» **EXTRACT PROVIDED**:
ConvNP

ConvNP#

The ConvNP class implements a convolutional neural process, and is a subclass of DeepSensorModel. This page will walk through the ConvNP architecture, explain important features, and provide some tips for using the model. For further background reading, check out the Resources page.

ConvNP architecture#

Here is a high-level schematic of the ConvNP architecture used in DeepSensor:

The ConvNP learns: \(p_\theta ( \mathbf{y}^{(t)} ; \mathbf{x}^{(t)}, \phi(C))\), where \(p_\theta\) specifies a predictive distribution over target values \(\mathbf{y}^{(t)}\) given target locations \(\mathbf{x}^{(t)}\) and the context data \(C\). All the distribution parameters \(\phi\) (such as the mean and variance of a Gaussian likelihood) depend on the entire context set \(C\), including the \(y\)-values! One effect of this is that the ConvNP’s uncertainty can hypothetically become more uncertain if neighbouring observations disagree. This makes the ConvNP far more flexible than standard probabilistic models, like GPs.

Other benefits of the ConvNP are that it can handle:

Fusing multiple context sets
Off-the-grid and gridded modalities
Multi-resolution data
Missing data
Predicting at arbitrary target locations
Predicting multiple (disjoint) target sets
Uncertainty quantification
\(O(N)\) inference cost (for most variants)

» **GIVEN INFORMATION**:

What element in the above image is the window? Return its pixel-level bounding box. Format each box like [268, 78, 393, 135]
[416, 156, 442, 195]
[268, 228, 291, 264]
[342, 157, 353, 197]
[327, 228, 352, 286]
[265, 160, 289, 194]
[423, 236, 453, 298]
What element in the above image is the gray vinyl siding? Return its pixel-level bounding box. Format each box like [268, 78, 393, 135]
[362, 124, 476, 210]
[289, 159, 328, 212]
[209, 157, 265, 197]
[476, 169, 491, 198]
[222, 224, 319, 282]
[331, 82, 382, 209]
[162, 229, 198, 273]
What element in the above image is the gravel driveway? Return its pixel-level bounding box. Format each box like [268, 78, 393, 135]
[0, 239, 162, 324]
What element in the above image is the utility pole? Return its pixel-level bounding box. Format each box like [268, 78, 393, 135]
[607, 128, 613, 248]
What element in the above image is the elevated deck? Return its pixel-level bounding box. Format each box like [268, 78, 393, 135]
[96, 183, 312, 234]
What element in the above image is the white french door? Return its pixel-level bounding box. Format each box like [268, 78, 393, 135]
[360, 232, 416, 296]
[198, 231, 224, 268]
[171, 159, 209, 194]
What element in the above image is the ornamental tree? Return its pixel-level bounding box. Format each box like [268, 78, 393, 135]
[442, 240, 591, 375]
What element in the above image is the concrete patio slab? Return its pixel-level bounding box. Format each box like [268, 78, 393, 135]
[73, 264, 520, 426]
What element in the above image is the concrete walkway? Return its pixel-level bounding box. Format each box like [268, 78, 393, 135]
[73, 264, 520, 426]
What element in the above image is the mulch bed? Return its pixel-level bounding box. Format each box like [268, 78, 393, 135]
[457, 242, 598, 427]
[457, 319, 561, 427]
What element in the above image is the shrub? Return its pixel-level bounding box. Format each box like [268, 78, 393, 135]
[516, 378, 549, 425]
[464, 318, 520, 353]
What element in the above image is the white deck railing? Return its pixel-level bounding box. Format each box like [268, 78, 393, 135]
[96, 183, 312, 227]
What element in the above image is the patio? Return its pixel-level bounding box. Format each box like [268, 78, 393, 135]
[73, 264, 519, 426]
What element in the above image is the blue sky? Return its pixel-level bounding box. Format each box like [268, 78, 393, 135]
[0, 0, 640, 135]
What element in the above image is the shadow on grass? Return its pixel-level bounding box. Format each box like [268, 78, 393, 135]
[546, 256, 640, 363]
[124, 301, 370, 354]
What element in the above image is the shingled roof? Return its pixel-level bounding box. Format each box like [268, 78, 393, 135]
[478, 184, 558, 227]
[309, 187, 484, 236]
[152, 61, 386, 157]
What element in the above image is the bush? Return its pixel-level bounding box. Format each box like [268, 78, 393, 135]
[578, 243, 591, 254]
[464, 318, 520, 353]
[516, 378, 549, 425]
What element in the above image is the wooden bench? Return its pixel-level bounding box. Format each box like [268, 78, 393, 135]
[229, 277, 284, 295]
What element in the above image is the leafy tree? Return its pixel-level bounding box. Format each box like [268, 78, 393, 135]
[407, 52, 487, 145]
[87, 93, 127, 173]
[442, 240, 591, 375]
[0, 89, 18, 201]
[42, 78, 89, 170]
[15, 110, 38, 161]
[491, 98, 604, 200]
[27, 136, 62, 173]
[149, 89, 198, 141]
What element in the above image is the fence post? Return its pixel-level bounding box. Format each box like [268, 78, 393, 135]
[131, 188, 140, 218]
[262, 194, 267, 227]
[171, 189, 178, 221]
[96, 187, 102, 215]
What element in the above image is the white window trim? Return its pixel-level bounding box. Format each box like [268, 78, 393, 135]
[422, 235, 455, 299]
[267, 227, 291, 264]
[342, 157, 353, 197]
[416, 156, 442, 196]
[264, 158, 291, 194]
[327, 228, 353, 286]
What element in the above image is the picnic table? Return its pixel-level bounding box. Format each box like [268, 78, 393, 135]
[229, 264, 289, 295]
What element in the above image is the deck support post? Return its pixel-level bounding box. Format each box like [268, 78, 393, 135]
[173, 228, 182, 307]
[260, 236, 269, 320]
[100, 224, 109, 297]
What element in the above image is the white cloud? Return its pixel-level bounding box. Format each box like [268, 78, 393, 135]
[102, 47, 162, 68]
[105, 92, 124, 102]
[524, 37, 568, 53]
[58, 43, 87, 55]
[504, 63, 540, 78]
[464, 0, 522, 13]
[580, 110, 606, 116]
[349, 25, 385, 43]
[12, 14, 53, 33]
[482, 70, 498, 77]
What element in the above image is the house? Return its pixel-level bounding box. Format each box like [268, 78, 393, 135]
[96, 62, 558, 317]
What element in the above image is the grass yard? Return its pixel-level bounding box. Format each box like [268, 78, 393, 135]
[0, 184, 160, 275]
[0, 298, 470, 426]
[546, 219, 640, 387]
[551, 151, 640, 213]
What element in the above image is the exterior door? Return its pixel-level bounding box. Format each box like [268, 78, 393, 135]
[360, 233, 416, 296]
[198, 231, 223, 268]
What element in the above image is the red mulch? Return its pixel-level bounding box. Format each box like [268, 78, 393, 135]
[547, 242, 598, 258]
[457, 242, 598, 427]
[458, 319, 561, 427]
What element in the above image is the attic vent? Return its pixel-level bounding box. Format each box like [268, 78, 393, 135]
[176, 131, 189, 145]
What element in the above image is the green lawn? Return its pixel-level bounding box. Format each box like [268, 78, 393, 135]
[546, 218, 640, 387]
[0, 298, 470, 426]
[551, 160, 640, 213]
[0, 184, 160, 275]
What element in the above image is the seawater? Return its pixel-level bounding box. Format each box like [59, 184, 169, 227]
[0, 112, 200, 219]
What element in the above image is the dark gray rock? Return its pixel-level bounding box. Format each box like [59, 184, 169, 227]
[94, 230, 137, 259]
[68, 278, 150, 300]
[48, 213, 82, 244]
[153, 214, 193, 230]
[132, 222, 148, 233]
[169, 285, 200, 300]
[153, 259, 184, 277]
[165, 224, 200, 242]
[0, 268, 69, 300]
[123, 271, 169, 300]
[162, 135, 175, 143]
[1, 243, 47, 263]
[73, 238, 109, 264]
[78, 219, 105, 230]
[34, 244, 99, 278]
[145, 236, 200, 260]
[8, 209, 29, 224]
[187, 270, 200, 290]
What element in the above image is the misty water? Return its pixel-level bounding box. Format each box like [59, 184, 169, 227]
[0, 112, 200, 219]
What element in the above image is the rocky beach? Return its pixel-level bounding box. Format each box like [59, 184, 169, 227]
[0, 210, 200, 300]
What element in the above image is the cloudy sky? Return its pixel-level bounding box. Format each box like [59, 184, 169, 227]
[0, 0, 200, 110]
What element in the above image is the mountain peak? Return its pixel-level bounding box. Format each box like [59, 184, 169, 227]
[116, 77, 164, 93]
---
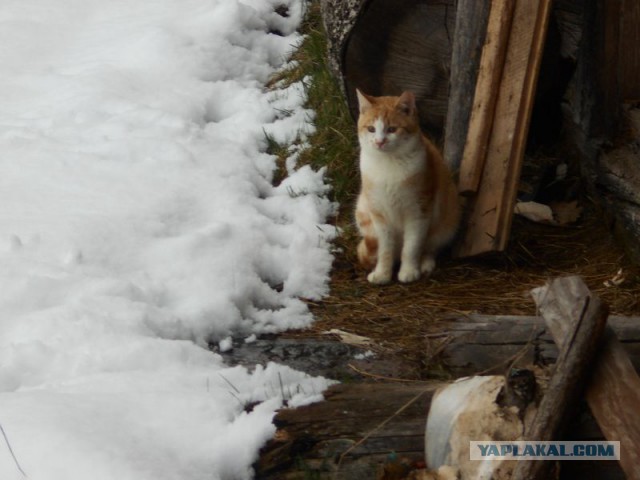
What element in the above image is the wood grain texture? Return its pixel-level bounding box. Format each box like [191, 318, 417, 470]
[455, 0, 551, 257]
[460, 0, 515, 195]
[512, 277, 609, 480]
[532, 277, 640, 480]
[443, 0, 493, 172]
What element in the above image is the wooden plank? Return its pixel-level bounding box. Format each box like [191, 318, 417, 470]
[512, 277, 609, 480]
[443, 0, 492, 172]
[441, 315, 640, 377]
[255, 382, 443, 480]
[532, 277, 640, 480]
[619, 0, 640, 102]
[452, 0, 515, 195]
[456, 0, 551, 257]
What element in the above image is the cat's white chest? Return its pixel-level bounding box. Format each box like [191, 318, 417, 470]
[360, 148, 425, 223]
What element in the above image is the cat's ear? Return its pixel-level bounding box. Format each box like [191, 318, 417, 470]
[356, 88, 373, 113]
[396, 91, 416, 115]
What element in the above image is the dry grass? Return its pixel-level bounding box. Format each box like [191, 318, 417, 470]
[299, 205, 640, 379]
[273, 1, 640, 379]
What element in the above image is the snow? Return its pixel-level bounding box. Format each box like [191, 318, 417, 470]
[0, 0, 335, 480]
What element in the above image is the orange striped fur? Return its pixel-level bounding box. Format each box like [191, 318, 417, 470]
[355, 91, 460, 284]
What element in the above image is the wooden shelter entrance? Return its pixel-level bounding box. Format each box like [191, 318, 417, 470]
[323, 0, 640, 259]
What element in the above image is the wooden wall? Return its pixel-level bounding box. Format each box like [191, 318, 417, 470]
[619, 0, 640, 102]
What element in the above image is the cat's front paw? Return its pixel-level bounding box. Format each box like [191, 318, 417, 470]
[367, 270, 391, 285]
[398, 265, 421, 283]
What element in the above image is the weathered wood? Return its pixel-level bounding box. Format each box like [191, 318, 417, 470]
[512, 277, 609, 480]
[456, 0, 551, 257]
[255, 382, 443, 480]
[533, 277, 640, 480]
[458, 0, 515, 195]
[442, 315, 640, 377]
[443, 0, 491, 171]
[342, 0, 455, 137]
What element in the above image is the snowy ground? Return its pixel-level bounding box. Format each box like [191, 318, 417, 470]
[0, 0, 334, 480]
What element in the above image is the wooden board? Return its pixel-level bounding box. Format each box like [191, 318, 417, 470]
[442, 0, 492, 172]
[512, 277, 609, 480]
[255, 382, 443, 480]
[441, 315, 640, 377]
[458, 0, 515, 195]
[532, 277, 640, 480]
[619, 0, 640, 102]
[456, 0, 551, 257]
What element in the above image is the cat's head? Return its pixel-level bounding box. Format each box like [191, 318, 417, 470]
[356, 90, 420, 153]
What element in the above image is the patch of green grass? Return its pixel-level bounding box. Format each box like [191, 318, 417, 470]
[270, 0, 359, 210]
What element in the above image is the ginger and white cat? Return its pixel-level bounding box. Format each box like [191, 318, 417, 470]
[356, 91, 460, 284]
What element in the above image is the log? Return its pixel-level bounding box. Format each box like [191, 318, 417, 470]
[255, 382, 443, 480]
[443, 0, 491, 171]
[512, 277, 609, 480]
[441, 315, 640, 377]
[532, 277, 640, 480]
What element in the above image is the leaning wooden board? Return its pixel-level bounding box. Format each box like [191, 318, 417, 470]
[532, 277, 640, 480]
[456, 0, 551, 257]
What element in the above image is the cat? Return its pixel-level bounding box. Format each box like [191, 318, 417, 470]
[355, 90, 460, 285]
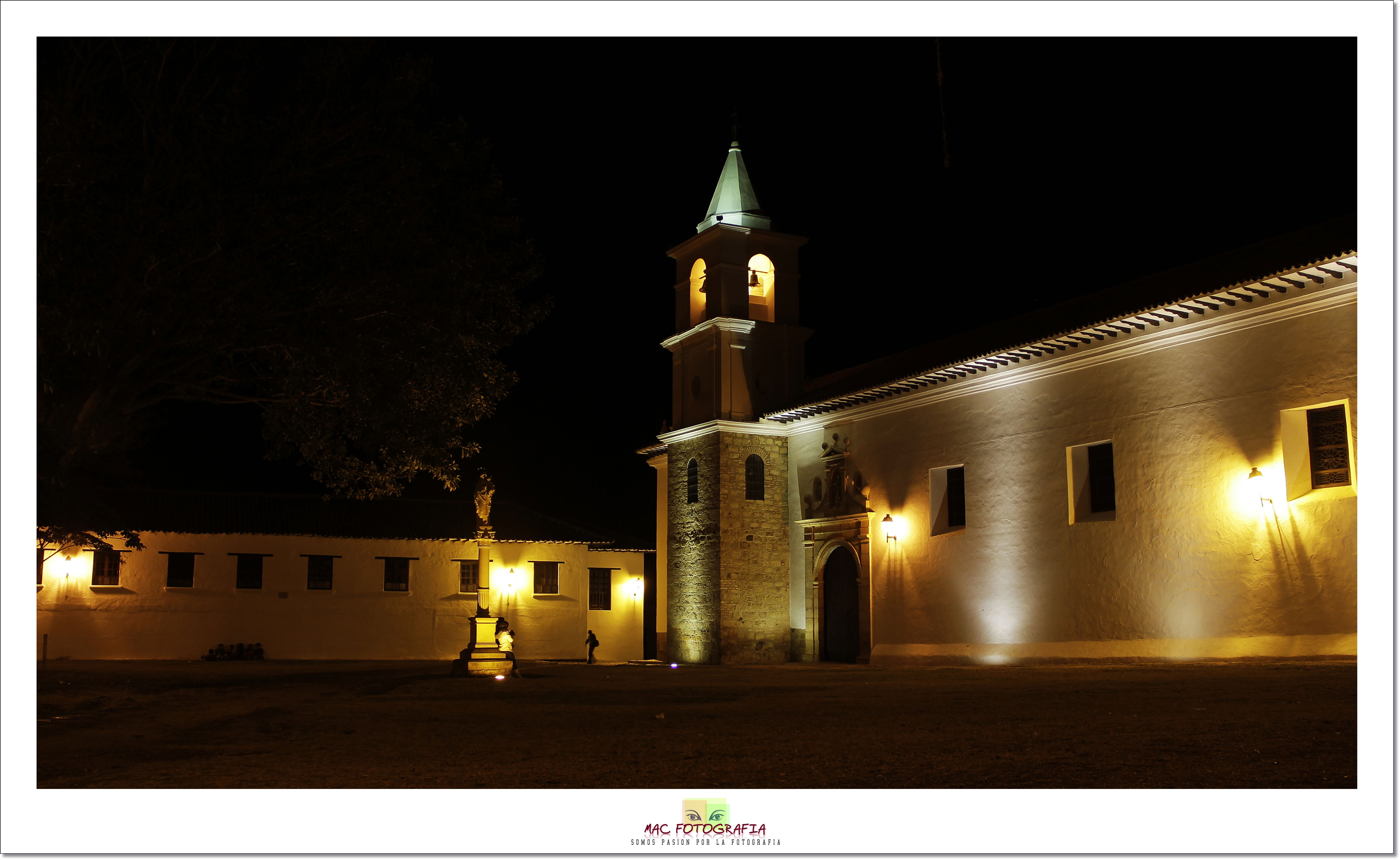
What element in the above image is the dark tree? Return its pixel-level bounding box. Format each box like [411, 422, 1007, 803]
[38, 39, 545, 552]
==
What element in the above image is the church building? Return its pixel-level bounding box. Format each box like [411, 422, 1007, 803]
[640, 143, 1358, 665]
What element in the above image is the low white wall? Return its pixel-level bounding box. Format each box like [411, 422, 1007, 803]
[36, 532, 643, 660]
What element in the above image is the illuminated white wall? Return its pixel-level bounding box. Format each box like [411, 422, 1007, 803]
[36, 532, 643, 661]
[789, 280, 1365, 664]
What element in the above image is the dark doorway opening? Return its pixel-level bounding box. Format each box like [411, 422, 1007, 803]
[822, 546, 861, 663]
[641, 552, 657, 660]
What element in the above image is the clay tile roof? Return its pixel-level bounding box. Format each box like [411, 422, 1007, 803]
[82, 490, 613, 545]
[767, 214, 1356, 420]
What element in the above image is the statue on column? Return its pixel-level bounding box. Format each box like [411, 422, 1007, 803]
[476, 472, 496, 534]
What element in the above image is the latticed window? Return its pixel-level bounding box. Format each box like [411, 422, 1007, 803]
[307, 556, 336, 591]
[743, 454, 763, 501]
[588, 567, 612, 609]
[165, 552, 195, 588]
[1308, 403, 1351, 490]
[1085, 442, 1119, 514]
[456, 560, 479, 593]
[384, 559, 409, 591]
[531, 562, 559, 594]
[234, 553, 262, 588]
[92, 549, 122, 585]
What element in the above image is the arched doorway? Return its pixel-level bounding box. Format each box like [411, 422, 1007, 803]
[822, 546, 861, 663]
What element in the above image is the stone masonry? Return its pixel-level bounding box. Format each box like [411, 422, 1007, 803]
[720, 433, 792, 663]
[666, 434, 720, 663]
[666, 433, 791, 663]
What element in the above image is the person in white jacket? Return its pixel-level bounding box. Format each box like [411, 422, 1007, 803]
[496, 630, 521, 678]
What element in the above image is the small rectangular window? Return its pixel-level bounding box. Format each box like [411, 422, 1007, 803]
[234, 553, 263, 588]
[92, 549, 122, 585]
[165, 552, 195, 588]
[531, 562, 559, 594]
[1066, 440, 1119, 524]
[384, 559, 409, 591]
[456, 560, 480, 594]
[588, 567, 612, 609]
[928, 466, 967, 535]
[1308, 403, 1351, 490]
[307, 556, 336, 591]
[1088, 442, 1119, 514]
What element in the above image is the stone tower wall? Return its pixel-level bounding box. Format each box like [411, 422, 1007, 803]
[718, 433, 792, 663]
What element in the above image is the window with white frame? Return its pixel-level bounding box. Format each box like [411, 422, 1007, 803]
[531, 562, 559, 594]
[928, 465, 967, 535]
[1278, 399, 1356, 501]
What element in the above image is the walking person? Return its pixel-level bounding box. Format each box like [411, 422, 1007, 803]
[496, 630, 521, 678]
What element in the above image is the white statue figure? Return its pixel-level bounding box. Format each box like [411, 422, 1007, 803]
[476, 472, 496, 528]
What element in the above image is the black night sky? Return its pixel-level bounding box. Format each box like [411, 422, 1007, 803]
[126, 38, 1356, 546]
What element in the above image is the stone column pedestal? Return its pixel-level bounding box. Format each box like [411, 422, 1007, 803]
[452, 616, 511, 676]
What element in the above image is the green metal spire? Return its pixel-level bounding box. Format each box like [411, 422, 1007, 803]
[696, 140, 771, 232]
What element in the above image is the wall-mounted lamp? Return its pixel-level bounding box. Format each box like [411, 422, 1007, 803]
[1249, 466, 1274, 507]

» **AIM OF THE TASK**:
Please pick up the ConvNP documentation where it ends and continue writing it. None of the data above is needed.

» **RESPONSE**:
Caution

It’s important to note that the flexibility of the ConvNP makes it a data hungry model. It has to learn how to condition on data from scratch, which requires seeing many examples of different context sets and target sets during training. The TaskLoader provides the necessary functionality for this. However, if your data is spatially or temporally sparse (and there isn’t a more abundant dataset to transfer learn from), then the ConvNP may not be the best model for your use case.

Initialising a ConvNP#

The key arguments for initialising a ConvNP are:

A DataProcessor: Used to inherit the high-level .predict method from the DeepSensorModel base class (detailed in the Prediction page).
A TaskLoader: Under the hood, DeepSensor will use the TaskLoader’s context/target data and configuration to infer sensible defaults for hyperparameters that are not set by the user.

import deepsensor.torch
from deepsensor.model import ConvNP

task_loader = TaskLoader(
    context=[station_df["TAVG"], era5_ds, land_mask_ds],
    target=station_df["TAVG"],
    aux_at_targets=aux_ds,
    links=[(0, 0)],
)
print(task_loader)

TaskLoader(3 context sets, 1 target sets)
Context variable IDs: (('TAVG',), ('2m_temperature', '10m_u_component_of_wind', '10m_v_component_of_wind'), ('GLDAS_mask',))
Target variable IDs: (('TAVG',),)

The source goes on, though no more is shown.